*RECORDED INFORMATION*
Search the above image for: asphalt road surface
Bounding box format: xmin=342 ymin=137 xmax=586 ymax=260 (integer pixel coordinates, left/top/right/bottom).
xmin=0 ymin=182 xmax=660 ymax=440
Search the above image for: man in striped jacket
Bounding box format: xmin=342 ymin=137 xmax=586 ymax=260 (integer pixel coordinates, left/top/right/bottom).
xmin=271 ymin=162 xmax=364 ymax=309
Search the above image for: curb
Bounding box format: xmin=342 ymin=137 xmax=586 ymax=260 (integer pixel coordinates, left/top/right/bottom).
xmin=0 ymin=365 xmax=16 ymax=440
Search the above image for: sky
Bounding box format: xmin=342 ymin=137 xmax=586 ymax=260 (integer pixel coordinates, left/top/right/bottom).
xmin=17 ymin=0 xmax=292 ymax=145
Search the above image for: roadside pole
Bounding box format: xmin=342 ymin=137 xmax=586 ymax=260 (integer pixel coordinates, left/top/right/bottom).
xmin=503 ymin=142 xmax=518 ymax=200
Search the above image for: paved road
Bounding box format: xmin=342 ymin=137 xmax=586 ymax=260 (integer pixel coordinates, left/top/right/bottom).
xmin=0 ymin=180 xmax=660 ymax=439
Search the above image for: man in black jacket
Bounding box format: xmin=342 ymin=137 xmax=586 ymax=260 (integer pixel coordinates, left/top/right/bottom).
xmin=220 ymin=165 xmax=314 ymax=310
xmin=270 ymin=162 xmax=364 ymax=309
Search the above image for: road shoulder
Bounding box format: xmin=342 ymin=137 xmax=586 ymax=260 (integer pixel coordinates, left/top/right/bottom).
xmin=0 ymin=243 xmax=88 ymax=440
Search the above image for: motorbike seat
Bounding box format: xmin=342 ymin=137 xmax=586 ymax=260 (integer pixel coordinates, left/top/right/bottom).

*INSTRUCTIONS FOR THE TASK*
Edit all of the data above by changing each "jacket" to "coat", and leave every other line and character as it is.

*WRITTEN RESPONSE*
Search the above image for: asphalt road surface
Bounding box format: xmin=342 ymin=137 xmax=586 ymax=260 (integer pixel coordinates, left/top/right/bottom).
xmin=0 ymin=182 xmax=660 ymax=440
Search the above image for: man in striped coat
Bounding box format: xmin=342 ymin=137 xmax=586 ymax=260 (integer pixel coordinates, left/top/right/bottom).
xmin=271 ymin=162 xmax=364 ymax=309
Search the above image for: curb
Bounding box format: xmin=342 ymin=137 xmax=586 ymax=260 (integer pixel coordinates, left/top/right/bottom).
xmin=0 ymin=365 xmax=16 ymax=440
Search the above image for: sky
Bounding box format: xmin=342 ymin=137 xmax=586 ymax=260 (integer pixel coordinates, left/top/right/bottom).
xmin=17 ymin=0 xmax=292 ymax=145
Search the above image for: roadside pole
Bounding box format: xmin=342 ymin=137 xmax=586 ymax=260 (integer pixel coordinates, left/top/right/bottom).
xmin=503 ymin=142 xmax=518 ymax=200
Search the above image for: paved road
Bounding box format: xmin=342 ymin=137 xmax=586 ymax=260 (integer pixel coordinates, left/top/right/bottom).
xmin=0 ymin=180 xmax=660 ymax=439
Search the above image for: man in black coat
Bounding box format: xmin=342 ymin=137 xmax=586 ymax=260 (integer pixel coordinates, left/top/right/bottom).
xmin=220 ymin=165 xmax=314 ymax=310
xmin=270 ymin=162 xmax=364 ymax=309
Search the above image for: road shoulder
Bounding box format: xmin=342 ymin=137 xmax=586 ymax=260 (integer pixel coordinates, left/top/right/bottom).
xmin=0 ymin=243 xmax=88 ymax=440
Search the above image for: motorbike seat
Bounding box format: xmin=342 ymin=137 xmax=586 ymax=260 (integer pixel coordinates, left/top/right/bottom).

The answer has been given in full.